=== Document extract ===
__________

The Bears rebounded from a Week Seven loss to Cincinatti and romped over the hapless Browns, Sunday.

The first half saw the Bears held to three early field goals before finally being able to put the ball in the end zone.

The offensive line continues to struggle in both pass protection and run blocking yet Matt Forte still ran for 90 yards and two touchdowns.

Jay Cutler looked frustrated early as the offense couldn’t punch it in the end zone and had to settle for field goals.

But the Bears limited their turnovers and were patient on offense. They won the time of possession battle by 15 minutes.

The Bears defense forced five turnovers—including a Charles Tillman interception that was run back for a touchdown—as they kept the woeful Browns off the field and setting up their offense.

Daniel Manning had a good game forcing a fumble and snagging an interception.

Aside from the offensive line, the only other hiccup in the game was the shanked punt by Brad Maynard which setup the Browns' only touchdown. Usually a sure-thing punter, Maynard simply hit the ball off the side of his foot.

Critics will say, They beat the Browns, big deal. But good teams win the games they’re supposed to win and the Bears won this one in convincing fashion, even if the line still needs drastic improvement.

 

The Good: Matt Forte. The line continued to struggle but he managed to hit some cut-back lanes for yards and got in the end zone twice.

__________

Stored data entries
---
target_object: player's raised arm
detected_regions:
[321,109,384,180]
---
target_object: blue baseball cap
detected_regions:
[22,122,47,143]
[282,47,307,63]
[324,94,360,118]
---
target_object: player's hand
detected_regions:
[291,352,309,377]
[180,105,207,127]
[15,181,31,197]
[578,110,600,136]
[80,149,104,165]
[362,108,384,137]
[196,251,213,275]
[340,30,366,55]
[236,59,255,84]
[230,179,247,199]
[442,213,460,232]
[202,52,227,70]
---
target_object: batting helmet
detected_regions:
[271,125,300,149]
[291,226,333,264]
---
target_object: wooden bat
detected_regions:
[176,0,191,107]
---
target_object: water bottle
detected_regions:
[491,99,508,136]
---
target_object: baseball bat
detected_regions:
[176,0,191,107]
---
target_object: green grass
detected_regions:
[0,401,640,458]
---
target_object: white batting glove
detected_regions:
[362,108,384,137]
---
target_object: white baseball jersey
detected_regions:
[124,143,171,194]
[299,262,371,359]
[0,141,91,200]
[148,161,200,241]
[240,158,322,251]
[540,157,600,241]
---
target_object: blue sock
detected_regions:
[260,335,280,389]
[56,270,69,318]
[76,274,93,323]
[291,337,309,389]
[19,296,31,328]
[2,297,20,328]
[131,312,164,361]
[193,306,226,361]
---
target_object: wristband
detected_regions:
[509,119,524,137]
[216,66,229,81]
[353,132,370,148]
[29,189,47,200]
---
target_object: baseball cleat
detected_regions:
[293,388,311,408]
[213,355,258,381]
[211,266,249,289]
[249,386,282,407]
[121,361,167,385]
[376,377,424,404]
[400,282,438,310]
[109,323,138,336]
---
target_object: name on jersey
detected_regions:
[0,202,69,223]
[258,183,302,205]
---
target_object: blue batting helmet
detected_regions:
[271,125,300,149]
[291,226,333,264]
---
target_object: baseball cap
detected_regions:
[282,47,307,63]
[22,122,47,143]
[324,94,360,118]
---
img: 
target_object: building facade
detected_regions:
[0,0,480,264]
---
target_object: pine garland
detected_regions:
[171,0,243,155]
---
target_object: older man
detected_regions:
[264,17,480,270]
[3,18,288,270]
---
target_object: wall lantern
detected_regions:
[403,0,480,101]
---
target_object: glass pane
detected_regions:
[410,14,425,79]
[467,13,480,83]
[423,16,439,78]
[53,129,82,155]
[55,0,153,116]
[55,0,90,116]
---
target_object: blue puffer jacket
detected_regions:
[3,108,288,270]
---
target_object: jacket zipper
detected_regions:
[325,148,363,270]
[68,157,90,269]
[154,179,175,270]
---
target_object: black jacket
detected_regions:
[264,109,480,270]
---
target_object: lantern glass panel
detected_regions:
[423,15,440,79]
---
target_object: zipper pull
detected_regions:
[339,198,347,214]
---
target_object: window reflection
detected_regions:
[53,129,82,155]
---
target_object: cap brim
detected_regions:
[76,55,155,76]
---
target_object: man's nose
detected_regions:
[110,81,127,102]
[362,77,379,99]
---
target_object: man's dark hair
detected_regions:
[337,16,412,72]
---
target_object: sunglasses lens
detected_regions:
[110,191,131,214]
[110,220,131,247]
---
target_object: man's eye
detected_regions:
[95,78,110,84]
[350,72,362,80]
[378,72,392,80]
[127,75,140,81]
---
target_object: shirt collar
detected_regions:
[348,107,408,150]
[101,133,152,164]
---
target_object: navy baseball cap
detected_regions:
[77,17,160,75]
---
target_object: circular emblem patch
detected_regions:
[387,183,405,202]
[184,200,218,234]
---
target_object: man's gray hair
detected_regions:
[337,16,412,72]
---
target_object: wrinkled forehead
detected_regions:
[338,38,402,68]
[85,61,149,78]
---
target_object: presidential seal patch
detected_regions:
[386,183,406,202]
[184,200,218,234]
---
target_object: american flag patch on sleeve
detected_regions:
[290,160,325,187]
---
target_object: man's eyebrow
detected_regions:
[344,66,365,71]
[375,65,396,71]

__________

=== Work order ===
Pick up the Bears–Browns game recap after its last sentence, the one about Matt Forte, and keep writing it in the same style.

=== Written reply ===
The Bad: Play calling. When your offensive line isn’t doing you any favors, dialing up screens and passes behind the line of scrimmage won't help move the ball. Getting the ball to your playmakers four or five yards down the field, West-coast style, should free them up for yards after the catch.

The Ugly: Offensive line. The line gave up four sacks as Jay Cutler was under fire most of the game. The running lanes were few and far between and their goal line play kept the Bears kicking field goals early in the game.

The Difference: Quarterback play. Cutler didn’t have any touchdowns but he threw the ball for 225 yards beating out lowly Derek Anderson who threw for 76 yards. Cutler remained patient and threw the ball away when he couldn’t find an open receiver instead of forcing the play.

 

Five Questions

Should Garrett Wolfe be included more in the offense?

Has anyone seen Gaines Adams?

Do you approve of Jay Cutler jaw-jacking with opposing teams coordinators?

Should the Bears wear the orange jerseys more often?

How soon will Cleveland trade Josh Cribbs?